* begin *

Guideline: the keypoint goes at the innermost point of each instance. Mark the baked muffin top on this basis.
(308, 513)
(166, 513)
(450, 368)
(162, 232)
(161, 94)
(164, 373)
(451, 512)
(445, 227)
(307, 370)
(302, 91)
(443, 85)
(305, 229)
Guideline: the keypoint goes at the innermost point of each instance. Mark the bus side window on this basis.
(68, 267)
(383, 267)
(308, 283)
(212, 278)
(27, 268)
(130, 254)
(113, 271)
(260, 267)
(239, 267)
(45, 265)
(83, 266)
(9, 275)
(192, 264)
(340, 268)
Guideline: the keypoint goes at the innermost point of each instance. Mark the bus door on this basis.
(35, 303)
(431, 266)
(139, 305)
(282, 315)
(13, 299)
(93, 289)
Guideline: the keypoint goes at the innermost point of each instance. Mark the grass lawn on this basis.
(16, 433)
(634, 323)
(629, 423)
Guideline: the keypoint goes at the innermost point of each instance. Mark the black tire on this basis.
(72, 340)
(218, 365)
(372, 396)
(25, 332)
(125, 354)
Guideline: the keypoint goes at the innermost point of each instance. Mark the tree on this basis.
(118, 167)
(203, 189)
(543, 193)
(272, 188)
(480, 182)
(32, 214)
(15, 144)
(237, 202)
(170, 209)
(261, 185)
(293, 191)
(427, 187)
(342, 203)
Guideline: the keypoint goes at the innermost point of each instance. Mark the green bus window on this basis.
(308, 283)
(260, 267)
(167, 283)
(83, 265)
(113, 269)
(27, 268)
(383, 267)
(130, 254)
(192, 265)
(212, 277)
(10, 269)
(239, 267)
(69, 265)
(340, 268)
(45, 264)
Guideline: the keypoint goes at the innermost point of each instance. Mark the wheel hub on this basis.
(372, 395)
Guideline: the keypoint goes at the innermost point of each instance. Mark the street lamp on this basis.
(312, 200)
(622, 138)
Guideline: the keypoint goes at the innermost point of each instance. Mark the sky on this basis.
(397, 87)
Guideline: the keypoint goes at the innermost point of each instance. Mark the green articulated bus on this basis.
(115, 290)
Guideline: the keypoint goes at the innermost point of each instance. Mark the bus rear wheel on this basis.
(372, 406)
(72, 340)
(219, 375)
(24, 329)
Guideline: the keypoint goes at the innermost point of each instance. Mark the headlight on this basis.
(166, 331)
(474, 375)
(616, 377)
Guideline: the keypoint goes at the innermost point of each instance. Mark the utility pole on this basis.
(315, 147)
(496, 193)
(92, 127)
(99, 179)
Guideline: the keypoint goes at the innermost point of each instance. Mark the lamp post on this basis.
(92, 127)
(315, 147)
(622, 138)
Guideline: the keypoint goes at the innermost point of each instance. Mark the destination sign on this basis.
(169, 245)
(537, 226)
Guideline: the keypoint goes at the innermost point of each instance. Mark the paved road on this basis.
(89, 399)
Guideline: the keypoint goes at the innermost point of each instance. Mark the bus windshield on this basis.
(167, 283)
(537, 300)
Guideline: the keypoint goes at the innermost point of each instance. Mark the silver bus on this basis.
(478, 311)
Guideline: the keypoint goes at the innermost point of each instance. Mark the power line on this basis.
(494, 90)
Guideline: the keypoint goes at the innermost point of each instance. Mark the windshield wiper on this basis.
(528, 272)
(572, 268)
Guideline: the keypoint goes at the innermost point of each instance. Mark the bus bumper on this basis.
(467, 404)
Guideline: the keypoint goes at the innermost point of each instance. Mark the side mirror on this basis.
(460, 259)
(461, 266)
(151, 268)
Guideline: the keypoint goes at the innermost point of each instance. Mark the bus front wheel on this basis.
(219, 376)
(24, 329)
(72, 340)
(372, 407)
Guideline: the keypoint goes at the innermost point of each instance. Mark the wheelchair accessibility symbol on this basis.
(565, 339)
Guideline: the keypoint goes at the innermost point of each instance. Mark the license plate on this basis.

* end *

### WHAT THE EXERCISE ASKS
Change "innermost" to "outermost" throughout the stretch of data from the line containing "wiper on this basis." through the end of the data, and reproduce that stretch with nothing else altered.

### THE SOLUTION
Guideline: the keypoint goes at the outermost point of each instance. Mark the windshield wiper on this basis.
(528, 272)
(572, 268)
Guideline: the keypoint goes at the outermost point of each instance. Mark the bus bumper on this basis.
(467, 404)
Guideline: the keypoint goes at the outermost point of each instance. Mark the side mirror on this basis.
(460, 259)
(461, 266)
(151, 268)
Guideline: the keypoint goes at the outermost point of each instance. Mark the bus front wheel on this basis.
(219, 376)
(24, 329)
(72, 340)
(372, 407)
Guideline: the keypoint goes at the outermost point of each instance. Mark the wheelchair accessibility symbol on this basis.
(565, 339)
Guideline: the keypoint goes at the outermost point of each instance. Mark the license plate on this basis.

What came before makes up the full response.